From the text about La Casa del Ciprés, copy word for word the stretch from "The House stands" through "of the past.".

[Opening Study text section]

The patio of “La Casa del Ciprés” (The House of the Cypress) was once home to a huge cypress tree which, in its upright posture, gazed over the horizon. Cypress trees recover the symbolic connection between heaven and earth.
Indeed, our beliefs and psychology are dominated by the vertical axis; notions of top and bottom permeate our morality and even our language in a house that embodies humanity’s living memory.


The House is located on 2 Calle Tornillo, Córdoba, on the great Roman sewer that once collected the waters that flowed down from the city walls along Maese Luis Street, named after Miguel de Cervantes’ alleged relative. The sewer’s arch, the intricate and ubiquitous mosaics… these Roman ruins bear witness to distant times. Such is the case of de mosaic on the fireplace in the main living room, which depicts a newt, an animal central to Roman mythology.

The House stands between “Ermita de la Candelaria” and “Ermita de la Consolación”, at the narrowest point of Tornillo treet, next to what once was the Hospital of the Consolación and would later become the House of Expósitos (1599). This narrow point was once the site of a small turnstyle – from which the street takes its name (in Spanish, torno) – where newborn babies were abandoned in darker times of the past.

The House of the Cypress is part Córdoba’s artistic and cultural heritage, recognised as such in municipal archives.

In the1970s, the city’s Council took over the administration of the House. Since then, it has been host to the Andalusian Youth Institute and thereby become a cultural landmark, home of writers, poets, painters and artists of late twentieth century Córdoba.

The history of Córdoba is written into each of the House’s walls, layer by layer. It is also palpable in its surroundings: the Bells of San Francisco, the Plazas of the Corredera, Potro and Tendillas, the Town Hall, the Roman Temple of Claudio  Marcelo, and only a ten-minute walk from the Arco del Triunfo and the Mosque-Cathedral (Mezquita-Catedral).
Travellers and tourists may walk alongside the Guadalquivir River and on the Roman Bridge, visit the Museum of Julio Romero and visit the above and other monuments, and later rest in the exclusive stillness of the House.

[Closing Study text section]
[Opening Supplied entries section]

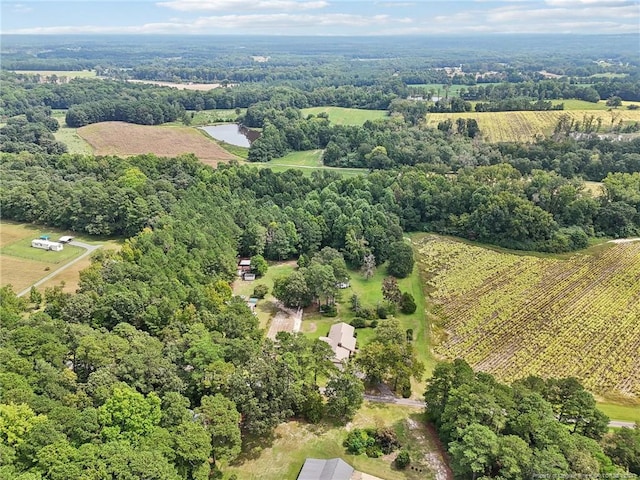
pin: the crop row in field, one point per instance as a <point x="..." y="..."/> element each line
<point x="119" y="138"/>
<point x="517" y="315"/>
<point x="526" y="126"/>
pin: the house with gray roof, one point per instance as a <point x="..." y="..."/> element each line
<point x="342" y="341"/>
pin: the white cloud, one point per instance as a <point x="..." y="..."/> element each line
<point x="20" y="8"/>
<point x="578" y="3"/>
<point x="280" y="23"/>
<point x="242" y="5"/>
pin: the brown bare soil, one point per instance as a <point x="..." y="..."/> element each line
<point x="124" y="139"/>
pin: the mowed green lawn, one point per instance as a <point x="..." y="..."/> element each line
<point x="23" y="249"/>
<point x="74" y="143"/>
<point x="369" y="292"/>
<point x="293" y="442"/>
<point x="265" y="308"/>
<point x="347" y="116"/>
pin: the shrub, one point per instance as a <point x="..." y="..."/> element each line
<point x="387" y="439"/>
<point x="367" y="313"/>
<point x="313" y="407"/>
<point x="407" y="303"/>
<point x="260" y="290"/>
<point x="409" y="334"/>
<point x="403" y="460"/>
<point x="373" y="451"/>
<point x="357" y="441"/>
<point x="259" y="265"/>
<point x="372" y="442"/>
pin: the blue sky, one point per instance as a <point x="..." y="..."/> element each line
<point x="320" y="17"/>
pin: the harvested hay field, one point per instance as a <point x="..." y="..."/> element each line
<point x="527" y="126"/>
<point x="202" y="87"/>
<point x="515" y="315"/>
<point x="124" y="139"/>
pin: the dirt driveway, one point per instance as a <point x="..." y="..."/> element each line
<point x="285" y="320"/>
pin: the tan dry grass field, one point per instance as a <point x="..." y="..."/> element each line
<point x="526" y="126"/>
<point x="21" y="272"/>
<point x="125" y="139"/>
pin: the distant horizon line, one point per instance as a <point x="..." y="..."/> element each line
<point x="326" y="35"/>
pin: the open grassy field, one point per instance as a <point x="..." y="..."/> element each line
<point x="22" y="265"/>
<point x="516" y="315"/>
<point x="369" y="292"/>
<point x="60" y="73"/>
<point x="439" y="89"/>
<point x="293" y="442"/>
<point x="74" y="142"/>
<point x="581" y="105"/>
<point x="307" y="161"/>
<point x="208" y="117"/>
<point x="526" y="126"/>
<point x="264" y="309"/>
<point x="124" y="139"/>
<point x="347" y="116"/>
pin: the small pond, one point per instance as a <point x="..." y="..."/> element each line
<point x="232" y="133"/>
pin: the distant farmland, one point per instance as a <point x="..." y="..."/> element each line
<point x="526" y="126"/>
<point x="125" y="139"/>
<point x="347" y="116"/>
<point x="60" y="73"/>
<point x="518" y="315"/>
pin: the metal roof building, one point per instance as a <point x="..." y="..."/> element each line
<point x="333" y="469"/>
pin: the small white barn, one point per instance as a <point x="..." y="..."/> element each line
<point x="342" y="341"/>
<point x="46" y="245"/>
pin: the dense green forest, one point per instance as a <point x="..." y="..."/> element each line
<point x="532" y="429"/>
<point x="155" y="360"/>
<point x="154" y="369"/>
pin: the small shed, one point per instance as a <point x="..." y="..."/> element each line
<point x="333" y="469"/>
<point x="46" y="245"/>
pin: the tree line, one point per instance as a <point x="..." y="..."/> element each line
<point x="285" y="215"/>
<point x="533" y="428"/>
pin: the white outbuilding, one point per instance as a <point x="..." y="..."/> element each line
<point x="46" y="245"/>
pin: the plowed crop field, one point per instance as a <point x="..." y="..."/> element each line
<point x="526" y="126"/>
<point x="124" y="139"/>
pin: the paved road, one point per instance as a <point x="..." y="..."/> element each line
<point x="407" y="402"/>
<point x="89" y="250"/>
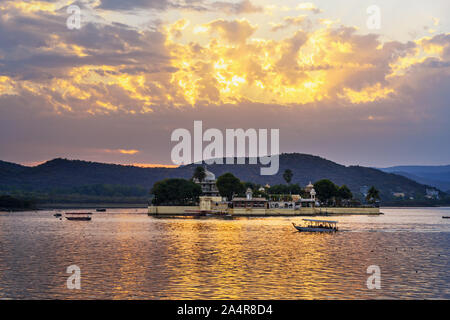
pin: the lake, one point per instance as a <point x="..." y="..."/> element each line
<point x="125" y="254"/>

[Closing Supplied entries section]
[Opening Supplied entries section]

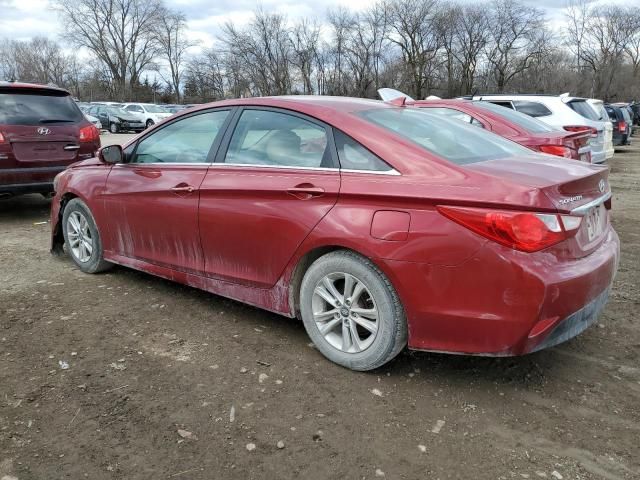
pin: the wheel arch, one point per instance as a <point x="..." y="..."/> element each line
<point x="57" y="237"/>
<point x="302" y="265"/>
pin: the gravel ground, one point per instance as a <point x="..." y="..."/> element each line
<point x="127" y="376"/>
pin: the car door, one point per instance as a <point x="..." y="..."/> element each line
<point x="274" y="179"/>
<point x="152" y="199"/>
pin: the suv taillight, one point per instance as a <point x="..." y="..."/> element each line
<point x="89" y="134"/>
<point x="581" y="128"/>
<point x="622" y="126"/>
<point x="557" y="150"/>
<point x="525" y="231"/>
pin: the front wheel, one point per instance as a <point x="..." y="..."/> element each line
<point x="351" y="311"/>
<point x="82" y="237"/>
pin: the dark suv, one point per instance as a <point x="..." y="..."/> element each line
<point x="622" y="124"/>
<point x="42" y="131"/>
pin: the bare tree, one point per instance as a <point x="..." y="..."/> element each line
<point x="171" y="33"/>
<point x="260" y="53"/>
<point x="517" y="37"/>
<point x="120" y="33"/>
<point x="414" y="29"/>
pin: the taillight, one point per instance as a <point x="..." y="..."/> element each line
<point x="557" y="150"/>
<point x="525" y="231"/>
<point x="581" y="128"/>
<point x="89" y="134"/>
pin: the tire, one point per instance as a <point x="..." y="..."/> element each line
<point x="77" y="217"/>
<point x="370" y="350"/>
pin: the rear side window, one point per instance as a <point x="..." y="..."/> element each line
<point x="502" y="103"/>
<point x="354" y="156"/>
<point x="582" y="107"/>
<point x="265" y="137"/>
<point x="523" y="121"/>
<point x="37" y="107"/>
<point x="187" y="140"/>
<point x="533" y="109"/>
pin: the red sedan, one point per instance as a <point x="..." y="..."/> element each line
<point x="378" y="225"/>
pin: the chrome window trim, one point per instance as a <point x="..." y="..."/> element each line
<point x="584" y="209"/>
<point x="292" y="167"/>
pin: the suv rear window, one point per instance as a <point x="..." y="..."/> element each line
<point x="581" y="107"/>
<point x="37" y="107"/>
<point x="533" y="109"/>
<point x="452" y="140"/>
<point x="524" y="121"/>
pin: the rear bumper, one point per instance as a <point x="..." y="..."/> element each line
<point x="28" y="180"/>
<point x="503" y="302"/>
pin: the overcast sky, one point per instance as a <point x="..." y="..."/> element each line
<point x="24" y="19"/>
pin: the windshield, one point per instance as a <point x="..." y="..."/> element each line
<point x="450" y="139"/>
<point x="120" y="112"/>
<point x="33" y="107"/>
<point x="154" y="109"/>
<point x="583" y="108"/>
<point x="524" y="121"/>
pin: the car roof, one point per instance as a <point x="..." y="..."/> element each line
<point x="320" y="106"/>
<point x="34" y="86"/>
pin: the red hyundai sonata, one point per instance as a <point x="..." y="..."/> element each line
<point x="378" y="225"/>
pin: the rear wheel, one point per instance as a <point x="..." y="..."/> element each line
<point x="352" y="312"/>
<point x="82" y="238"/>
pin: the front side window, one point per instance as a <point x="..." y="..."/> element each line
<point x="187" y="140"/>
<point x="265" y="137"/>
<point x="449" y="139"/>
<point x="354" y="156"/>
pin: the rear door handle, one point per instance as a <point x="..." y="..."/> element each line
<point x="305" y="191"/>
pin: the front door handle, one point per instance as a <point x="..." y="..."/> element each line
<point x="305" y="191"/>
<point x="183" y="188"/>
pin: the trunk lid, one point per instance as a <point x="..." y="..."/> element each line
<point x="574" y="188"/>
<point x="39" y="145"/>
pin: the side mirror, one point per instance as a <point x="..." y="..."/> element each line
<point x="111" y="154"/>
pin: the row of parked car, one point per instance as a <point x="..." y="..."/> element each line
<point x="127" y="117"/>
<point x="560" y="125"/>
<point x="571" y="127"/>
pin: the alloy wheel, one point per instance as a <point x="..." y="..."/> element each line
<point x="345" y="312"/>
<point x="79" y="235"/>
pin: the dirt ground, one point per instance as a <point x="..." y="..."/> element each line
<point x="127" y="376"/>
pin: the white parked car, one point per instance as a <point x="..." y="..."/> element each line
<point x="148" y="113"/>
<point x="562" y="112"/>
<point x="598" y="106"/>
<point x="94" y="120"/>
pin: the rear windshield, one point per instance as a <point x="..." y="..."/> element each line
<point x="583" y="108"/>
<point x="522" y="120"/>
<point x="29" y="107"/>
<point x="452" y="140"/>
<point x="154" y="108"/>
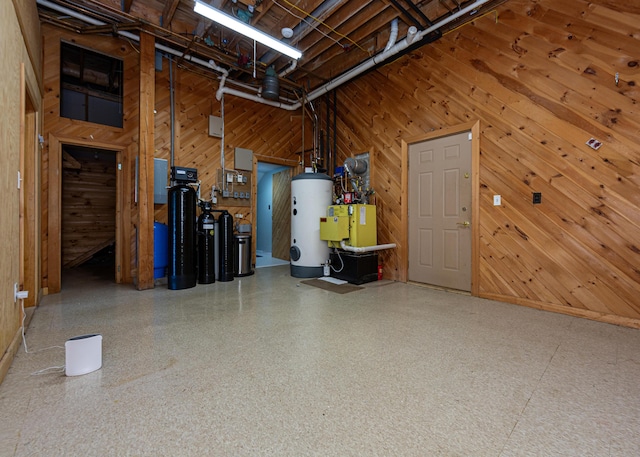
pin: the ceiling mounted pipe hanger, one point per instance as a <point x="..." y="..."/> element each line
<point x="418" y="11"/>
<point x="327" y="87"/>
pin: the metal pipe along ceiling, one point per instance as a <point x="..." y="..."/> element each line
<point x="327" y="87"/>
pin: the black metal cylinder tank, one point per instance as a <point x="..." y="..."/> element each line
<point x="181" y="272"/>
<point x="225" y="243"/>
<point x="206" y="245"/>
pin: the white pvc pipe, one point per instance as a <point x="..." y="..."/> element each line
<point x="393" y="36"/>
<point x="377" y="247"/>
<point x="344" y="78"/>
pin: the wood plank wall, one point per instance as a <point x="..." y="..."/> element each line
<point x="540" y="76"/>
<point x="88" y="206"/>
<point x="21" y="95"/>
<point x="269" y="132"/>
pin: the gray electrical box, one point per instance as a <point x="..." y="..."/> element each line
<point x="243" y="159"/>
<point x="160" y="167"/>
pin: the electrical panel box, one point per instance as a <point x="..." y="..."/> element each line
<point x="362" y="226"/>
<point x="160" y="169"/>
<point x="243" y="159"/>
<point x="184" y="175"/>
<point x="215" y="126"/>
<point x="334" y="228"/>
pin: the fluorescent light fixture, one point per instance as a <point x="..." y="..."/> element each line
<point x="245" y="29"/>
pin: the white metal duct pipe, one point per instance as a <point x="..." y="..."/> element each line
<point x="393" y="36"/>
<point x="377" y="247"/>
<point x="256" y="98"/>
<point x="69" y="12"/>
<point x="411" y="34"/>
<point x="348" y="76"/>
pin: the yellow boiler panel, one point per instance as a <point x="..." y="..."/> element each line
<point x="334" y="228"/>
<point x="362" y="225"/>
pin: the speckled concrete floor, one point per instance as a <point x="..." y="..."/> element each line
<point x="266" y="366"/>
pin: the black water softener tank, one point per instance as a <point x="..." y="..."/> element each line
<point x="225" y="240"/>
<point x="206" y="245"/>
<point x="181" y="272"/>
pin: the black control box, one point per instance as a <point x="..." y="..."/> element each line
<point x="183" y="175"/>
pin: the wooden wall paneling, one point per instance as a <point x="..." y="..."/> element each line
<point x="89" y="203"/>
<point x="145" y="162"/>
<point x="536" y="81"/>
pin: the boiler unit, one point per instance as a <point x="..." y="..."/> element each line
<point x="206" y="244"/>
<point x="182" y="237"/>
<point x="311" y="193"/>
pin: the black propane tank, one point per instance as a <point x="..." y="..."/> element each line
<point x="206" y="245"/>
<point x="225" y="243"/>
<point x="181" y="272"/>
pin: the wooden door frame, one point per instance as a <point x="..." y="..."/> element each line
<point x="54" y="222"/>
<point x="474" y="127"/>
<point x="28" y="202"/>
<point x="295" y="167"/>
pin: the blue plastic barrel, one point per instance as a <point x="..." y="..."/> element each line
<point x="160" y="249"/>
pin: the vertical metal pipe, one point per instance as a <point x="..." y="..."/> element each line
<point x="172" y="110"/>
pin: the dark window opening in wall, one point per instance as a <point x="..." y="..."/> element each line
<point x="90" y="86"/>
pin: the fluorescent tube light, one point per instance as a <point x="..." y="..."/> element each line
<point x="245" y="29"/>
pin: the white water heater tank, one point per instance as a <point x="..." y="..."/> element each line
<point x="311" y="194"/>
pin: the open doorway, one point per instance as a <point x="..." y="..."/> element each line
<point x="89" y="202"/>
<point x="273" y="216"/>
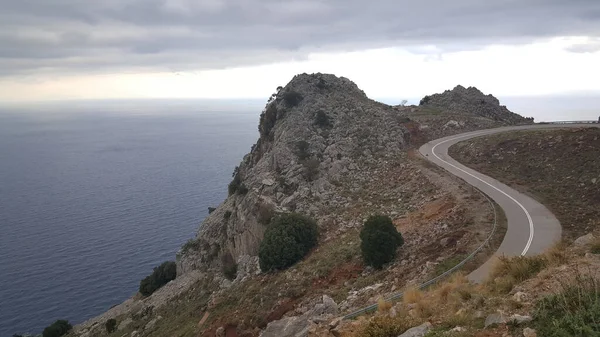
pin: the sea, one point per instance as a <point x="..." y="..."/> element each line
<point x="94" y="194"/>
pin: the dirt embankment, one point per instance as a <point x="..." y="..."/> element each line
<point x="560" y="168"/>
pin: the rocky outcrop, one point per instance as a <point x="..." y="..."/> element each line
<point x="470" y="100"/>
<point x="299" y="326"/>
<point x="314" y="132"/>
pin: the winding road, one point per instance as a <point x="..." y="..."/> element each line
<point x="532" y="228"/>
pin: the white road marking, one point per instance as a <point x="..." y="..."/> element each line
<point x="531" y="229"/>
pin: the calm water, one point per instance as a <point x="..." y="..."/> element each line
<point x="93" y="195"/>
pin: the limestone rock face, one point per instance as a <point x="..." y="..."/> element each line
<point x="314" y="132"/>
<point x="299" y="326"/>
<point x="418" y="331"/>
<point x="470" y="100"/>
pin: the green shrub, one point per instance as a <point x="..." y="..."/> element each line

[Closing Supplied entries section]

Solution
The House stands between “Ermita de la Candelaria” and “Ermita de la Consolación”, at the narrowest point of Tornillo treet, next to what once was the Hospital of the Consolación and would later become the House of Expósitos (1599). This narrow point was once the site of a small turnstyle – from which the street takes its name (in Spanish, torno) – where newborn babies were abandoned in darker times of the past.